Your output should consist solely of the lines from the one with "One marker serves each instance of the cargo" through the end of the records, reproduced exactly, both ends included.

■ ■ ■ ■ ■

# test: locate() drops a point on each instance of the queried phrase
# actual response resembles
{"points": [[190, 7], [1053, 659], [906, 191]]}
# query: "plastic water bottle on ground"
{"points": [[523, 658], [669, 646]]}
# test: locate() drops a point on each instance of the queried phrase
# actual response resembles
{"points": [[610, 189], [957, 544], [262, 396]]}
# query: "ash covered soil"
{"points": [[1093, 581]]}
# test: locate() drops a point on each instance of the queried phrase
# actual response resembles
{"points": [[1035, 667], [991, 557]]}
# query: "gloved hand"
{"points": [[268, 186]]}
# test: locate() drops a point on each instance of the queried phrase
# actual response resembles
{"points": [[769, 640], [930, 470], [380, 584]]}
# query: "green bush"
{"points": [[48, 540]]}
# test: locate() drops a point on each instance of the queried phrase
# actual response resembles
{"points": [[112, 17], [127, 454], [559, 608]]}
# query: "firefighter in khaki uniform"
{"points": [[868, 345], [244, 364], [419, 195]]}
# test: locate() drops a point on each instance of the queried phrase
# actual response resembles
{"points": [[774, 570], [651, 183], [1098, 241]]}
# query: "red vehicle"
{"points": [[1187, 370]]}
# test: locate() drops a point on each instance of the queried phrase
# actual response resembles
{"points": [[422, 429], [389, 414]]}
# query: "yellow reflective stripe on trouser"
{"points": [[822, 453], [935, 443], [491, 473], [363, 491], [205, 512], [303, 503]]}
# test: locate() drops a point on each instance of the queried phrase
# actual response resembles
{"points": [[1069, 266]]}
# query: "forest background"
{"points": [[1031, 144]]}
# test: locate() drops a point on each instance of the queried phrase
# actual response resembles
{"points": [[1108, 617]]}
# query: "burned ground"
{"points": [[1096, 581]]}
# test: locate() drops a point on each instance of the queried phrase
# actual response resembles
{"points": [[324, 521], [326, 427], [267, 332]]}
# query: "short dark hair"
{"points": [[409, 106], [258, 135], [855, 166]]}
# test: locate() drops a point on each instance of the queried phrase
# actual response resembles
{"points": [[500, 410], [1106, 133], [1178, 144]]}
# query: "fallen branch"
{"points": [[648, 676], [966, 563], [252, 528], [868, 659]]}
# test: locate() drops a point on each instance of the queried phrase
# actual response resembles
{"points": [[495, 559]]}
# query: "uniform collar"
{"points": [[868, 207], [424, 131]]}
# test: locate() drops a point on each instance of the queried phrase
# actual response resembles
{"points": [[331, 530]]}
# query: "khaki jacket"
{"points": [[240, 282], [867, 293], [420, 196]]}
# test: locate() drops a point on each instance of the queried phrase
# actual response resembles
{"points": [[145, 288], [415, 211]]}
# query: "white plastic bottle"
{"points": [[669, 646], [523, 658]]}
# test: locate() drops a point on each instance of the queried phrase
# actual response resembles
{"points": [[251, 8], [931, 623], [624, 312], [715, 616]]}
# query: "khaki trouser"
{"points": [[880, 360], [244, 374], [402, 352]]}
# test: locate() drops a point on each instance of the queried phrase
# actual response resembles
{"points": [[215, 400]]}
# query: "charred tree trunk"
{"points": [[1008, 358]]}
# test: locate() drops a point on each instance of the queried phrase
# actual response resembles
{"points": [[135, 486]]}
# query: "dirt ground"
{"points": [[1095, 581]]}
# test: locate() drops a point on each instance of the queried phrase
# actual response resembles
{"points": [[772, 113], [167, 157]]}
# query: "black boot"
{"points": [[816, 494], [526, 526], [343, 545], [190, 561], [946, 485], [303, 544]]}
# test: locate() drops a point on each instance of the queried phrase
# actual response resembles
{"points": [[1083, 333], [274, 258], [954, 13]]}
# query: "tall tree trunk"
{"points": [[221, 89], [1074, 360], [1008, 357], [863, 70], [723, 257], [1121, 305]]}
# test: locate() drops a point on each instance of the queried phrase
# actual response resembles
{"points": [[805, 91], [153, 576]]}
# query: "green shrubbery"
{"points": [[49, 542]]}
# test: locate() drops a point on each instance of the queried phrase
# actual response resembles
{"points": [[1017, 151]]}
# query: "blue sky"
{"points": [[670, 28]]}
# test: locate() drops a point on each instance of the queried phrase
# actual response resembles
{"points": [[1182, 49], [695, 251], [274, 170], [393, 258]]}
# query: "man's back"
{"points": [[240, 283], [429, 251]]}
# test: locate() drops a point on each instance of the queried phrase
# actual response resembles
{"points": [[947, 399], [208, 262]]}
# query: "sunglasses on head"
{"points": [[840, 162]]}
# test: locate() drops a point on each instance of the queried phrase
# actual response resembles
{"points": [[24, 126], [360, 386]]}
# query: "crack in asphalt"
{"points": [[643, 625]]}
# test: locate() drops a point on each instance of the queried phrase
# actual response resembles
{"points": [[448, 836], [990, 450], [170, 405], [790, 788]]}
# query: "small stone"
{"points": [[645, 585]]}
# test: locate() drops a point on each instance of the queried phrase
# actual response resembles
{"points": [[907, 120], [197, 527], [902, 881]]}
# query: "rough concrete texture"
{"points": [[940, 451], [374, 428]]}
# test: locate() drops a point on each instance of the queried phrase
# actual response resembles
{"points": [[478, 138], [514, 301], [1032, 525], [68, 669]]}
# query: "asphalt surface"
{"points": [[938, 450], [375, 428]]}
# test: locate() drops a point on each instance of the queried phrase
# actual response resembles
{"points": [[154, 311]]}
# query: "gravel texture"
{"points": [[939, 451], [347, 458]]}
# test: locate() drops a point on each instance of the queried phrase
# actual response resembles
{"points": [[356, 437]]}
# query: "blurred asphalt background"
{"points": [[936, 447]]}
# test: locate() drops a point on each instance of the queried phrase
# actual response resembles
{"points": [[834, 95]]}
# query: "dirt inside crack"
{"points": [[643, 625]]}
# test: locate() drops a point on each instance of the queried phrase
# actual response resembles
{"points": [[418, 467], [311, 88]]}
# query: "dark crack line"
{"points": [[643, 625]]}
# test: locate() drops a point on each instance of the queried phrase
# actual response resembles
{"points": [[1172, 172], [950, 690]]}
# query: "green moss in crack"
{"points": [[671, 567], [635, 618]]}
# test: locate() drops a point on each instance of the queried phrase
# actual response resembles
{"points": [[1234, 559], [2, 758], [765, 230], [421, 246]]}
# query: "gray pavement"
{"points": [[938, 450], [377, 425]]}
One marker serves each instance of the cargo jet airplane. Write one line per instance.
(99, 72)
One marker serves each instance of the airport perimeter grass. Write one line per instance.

■ ■ ■ ■ ■

> _RESPONSE AREA_
One marker serves each instance of the cargo jet airplane. Write one line per instance.
(99, 72)
One marker serves each instance of the airport perimeter grass. Write one line per instance.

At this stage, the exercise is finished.